**INFORMATION GIVEN**.

(begin)

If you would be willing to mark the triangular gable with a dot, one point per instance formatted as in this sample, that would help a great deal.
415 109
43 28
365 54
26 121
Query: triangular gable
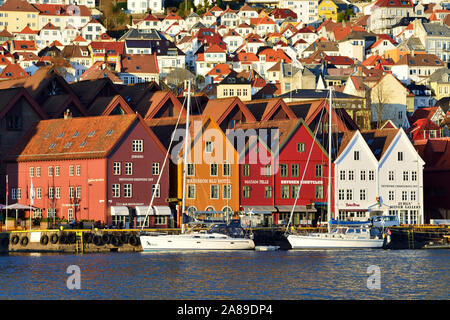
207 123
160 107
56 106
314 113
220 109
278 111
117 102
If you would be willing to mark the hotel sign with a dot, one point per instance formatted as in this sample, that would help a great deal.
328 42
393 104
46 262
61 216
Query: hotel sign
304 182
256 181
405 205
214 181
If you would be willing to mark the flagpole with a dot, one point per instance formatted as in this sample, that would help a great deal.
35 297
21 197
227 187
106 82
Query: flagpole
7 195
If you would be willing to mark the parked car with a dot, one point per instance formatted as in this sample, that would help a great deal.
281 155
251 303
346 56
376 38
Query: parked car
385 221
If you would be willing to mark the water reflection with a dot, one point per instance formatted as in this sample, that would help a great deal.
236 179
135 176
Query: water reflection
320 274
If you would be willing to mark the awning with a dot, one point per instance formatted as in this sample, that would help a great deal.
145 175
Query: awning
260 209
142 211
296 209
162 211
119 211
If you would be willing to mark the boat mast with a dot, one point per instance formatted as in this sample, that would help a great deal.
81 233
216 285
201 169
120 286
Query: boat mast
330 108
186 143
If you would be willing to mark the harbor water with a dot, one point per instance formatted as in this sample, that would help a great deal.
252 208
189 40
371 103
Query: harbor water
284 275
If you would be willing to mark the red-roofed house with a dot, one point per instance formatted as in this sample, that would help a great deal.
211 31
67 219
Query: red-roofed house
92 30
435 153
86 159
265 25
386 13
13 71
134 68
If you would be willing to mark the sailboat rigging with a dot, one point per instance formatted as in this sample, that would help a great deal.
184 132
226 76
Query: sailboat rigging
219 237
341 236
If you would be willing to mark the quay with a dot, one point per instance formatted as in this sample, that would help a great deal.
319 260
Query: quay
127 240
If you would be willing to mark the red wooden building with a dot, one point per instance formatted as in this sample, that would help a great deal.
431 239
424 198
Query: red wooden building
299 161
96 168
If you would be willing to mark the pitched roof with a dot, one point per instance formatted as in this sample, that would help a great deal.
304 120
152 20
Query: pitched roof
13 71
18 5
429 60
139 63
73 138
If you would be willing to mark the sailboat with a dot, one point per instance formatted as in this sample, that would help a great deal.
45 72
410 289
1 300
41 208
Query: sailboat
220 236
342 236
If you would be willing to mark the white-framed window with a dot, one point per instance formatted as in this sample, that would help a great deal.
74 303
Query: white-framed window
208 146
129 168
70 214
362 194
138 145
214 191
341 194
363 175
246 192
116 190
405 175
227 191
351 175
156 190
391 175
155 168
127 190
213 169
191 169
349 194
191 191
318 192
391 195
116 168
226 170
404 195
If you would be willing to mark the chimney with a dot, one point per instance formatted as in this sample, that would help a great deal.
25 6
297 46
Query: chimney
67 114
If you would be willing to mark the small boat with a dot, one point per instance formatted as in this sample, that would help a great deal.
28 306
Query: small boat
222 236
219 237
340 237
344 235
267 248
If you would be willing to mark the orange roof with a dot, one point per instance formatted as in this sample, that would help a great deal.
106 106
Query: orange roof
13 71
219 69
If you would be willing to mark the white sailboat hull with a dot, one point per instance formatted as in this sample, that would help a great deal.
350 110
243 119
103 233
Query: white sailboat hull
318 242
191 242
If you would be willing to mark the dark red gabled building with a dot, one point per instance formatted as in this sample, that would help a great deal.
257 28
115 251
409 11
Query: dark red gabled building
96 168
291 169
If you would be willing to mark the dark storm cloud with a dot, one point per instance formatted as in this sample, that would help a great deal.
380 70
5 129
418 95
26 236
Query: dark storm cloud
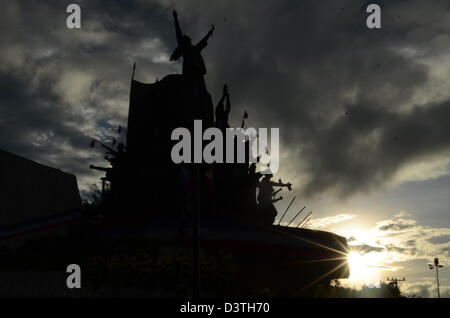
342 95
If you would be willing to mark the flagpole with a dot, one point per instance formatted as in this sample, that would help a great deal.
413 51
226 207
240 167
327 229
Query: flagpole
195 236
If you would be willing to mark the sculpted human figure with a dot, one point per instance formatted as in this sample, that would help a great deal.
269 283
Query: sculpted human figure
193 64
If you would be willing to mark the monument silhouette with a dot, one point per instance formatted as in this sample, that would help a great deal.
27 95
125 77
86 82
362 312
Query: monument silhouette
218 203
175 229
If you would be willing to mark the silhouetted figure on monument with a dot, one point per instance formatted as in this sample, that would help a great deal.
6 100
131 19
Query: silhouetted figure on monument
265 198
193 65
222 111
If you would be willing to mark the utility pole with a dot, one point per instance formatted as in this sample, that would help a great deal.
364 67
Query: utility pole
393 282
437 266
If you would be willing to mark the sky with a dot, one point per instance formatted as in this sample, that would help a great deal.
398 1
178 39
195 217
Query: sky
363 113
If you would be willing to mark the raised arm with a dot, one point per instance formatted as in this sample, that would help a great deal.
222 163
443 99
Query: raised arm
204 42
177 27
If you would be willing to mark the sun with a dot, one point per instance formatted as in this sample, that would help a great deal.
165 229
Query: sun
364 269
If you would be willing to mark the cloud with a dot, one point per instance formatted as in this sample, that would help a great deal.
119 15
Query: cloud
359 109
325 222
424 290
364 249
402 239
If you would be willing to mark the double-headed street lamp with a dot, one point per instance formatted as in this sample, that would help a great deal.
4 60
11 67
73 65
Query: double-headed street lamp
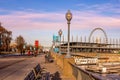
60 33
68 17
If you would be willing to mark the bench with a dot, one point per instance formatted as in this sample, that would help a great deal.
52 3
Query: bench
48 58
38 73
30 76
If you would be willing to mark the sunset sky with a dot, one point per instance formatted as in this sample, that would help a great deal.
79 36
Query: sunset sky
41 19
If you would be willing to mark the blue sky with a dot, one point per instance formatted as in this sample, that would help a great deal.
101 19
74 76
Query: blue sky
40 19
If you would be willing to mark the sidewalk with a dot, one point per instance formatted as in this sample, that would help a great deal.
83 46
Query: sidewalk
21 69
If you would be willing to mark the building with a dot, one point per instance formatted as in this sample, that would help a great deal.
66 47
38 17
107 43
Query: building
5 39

(end)

**WHAT IS NEEDED**.
Recast the lines above as a JSON list of strings, one string per line, leaving out blank lines and the pictures.

**WRITTEN ANSWER**.
[
  "If you would be willing to mark the triangular gable with a dot, one point per instance formatted as in this sample, that would help a great deal.",
  "415 109",
  "43 28",
  "365 54",
  "26 121",
  "Query: triangular gable",
  "207 123",
  "160 107",
  "56 106",
  "314 113",
  "220 109",
  "278 111",
  "117 102",
  "If you would be willing to mark the hotel sign with a dot, one point per instance formatted as in this sample, that would help a great deal.",
  "328 42",
  "393 104",
  "46 262",
  "61 216",
  "Query: hotel sign",
  "304 182",
  "256 181",
  "405 205",
  "214 181",
  "If you would be willing to mark the flagpole with a dot, one point per instance formatted as in this sample, that would help a great deal.",
  "35 297",
  "21 197",
  "227 187",
  "106 82",
  "Query: flagpole",
  "7 195",
  "If you would be willing to mark the parked car with a dot, one point per instance formatted as in this sample, that would help a great deal.",
  "281 155",
  "251 303",
  "346 56",
  "376 38",
  "Query: parked car",
  "385 221",
  "If you would be willing to mark the water reflection with a dot, one point per instance formatted as in this sample, that would help a great deal.",
  "236 179",
  "135 176",
  "Query: water reflection",
  "320 274",
  "If you would be willing to mark the awning with a dot, one point per instance formatted as in this sample, that would help a great deal.",
  "145 175",
  "Query: awning",
  "260 209",
  "142 211",
  "296 209",
  "162 211",
  "119 211",
  "If you would be willing to mark the boat mast with a dot, one point per instance formatted as in this sample, that would help a great deal.",
  "81 233",
  "216 285",
  "201 169",
  "120 286",
  "Query: boat mast",
  "330 108",
  "186 143",
  "If you would be willing to mark the harbor water with a dot, one point per instance formatted as in this sample, that would help a great deal.",
  "252 208",
  "189 40",
  "371 103",
  "Query: harbor water",
  "284 275",
  "If you would be willing to mark the red-roofed house with a dot, one point per instance formatted as in this sample, that would help a great deal.",
  "211 31",
  "67 219",
  "Query: red-roofed house",
  "92 30",
  "435 153",
  "86 159",
  "265 25",
  "386 13",
  "13 71",
  "134 68",
  "If you would be willing to mark the sailboat rigging with a dot, one point per instance formatted as in this sample, that would help a great deal.",
  "184 132",
  "226 76",
  "Query: sailboat rigging",
  "219 237",
  "341 236",
  "If you would be willing to mark the quay with a dot, one point per instance formatted as in this sample, that would help a great deal.",
  "319 260",
  "Query: quay",
  "127 240",
  "If you would be willing to mark the red wooden building with a dot, one point per instance formatted as in this sample, that would help a great deal.",
  "431 239",
  "424 198",
  "Query: red wooden building",
  "299 161",
  "96 168",
  "If you would be willing to mark the pitched roof with a dot, one point per instance formatted as in this sample, that would help a great deal.",
  "304 120",
  "152 20",
  "Query: pitched roof",
  "13 71",
  "18 5",
  "429 60",
  "139 63",
  "73 138",
  "If you would be willing to mark the sailboat with a dot, one point per instance formatted as in this sample, that would help a great deal.",
  "45 72",
  "410 289",
  "1 300",
  "41 208",
  "Query: sailboat",
  "220 236",
  "342 236",
  "If you would be willing to mark the white-framed window with a dot, one point per instance formatted as in this sample, that would help a great deal.",
  "74 303",
  "Query: white-framed window",
  "208 146",
  "129 168",
  "70 214",
  "362 194",
  "138 145",
  "214 191",
  "341 194",
  "363 175",
  "246 192",
  "116 190",
  "405 175",
  "227 191",
  "351 175",
  "156 190",
  "391 175",
  "155 168",
  "127 190",
  "213 169",
  "191 169",
  "349 194",
  "191 191",
  "318 192",
  "391 195",
  "116 168",
  "226 170",
  "404 195",
  "If you would be willing to mark the chimney with a dot, one point per instance formatted as in this sample, that would help a great deal.",
  "25 6",
  "297 46",
  "Query: chimney",
  "67 114",
  "If you would be willing to mark the small boat with a dot, one point per instance formatted as in this sample, that would help a great deal.",
  "28 306",
  "Query: small boat",
  "222 236",
  "219 237",
  "340 237",
  "344 235",
  "267 248",
  "If you would be willing to mark the orange roof with a dot, one point per instance formatted as in this sample, that would help a great deal.",
  "106 106",
  "Query: orange roof",
  "13 71",
  "219 69",
  "If you would be willing to mark the white sailboat hull with a dot, one point per instance formatted as in this sample, that would help a great deal.",
  "350 110",
  "243 119",
  "103 233",
  "Query: white sailboat hull",
  "318 242",
  "191 242",
  "If you would be willing to mark the dark red gabled building with a dot, one point per instance formatted as in this sample, that would help a great deal.",
  "257 28",
  "115 251",
  "409 11",
  "Query: dark red gabled building",
  "96 168",
  "291 169",
  "If you would be willing to mark the dark storm cloud with a dot, one point per instance formatted as in this sample, that would help a great deal.",
  "380 70",
  "5 129",
  "418 95",
  "26 236",
  "Query: dark storm cloud",
  "342 95",
  "If you would be willing to mark the flagpole with a dot, one point per instance formatted as in this sample, that would help a great deal.",
  "413 51",
  "226 207",
  "240 167",
  "327 229",
  "Query: flagpole",
  "195 236",
  "If you would be willing to mark the sculpted human figure with a dot, one point per instance formatted as in this sample, that would help a great deal.",
  "269 283",
  "Query: sculpted human figure",
  "193 64",
  "If you would be willing to mark the monument silhouette with a dot, one point per instance formatted as in this sample, that would help a great deal.",
  "27 95",
  "125 77",
  "86 82",
  "362 312",
  "Query: monument silhouette",
  "218 203",
  "175 229",
  "If you would be willing to mark the silhouetted figure on monument with a dot, one point per instance formatted as in this sample, that would help a great deal.",
  "6 100",
  "131 19",
  "Query: silhouetted figure on monument",
  "265 198",
  "193 65",
  "222 111",
  "If you would be willing to mark the utility pole with a dot, one point per instance formatted as in this sample, that would help a great deal.",
  "364 67",
  "Query: utility pole",
  "393 282",
  "437 266",
  "If you would be willing to mark the sky with a dot, one point per instance formatted as in this sample, that would help a great deal.",
  "398 1",
  "178 39",
  "195 217",
  "Query: sky",
  "363 113",
  "If you would be willing to mark the raised arm with a dot, one point per instance formatted as in this sample, that would help a great deal.",
  "222 163",
  "443 99",
  "Query: raised arm",
  "204 42",
  "177 27",
  "If you would be willing to mark the sun with a dot, one point per instance formatted as in this sample, that would help a great deal.",
  "165 229",
  "Query: sun",
  "364 269",
  "If you would be willing to mark the cloud with a dot, one point per instance formatted as in this sample, that would help a great deal.",
  "119 15",
  "Query: cloud",
  "359 109",
  "325 222",
  "424 290",
  "364 249",
  "402 239",
  "If you would be willing to mark the double-headed street lamp with a dot, one point per instance formatted as in this sample, that would help a great deal.",
  "4 60",
  "11 67",
  "73 65",
  "Query: double-headed street lamp",
  "60 33",
  "68 17",
  "If you would be willing to mark the bench with a dot, one point per instance formatted as in this sample, that would help a great deal.",
  "52 3",
  "Query: bench",
  "48 58",
  "38 73",
  "30 76",
  "If you would be willing to mark the sunset sky with a dot, one point per instance formatted as in this sample, that would help a great deal.",
  "79 36",
  "Query: sunset sky",
  "41 19",
  "If you would be willing to mark the blue sky with a dot, one point per instance formatted as in this sample, that would help a great deal.",
  "101 19",
  "74 76",
  "Query: blue sky",
  "40 19",
  "If you would be willing to mark the sidewalk with a dot, one point per instance formatted as in this sample, that would help a great deal.",
  "83 46",
  "Query: sidewalk",
  "21 69",
  "If you would be willing to mark the building with a dot, one point per instance formatted as in this sample, that would help a great deal.",
  "66 47",
  "38 17",
  "107 43",
  "Query: building",
  "5 39"
]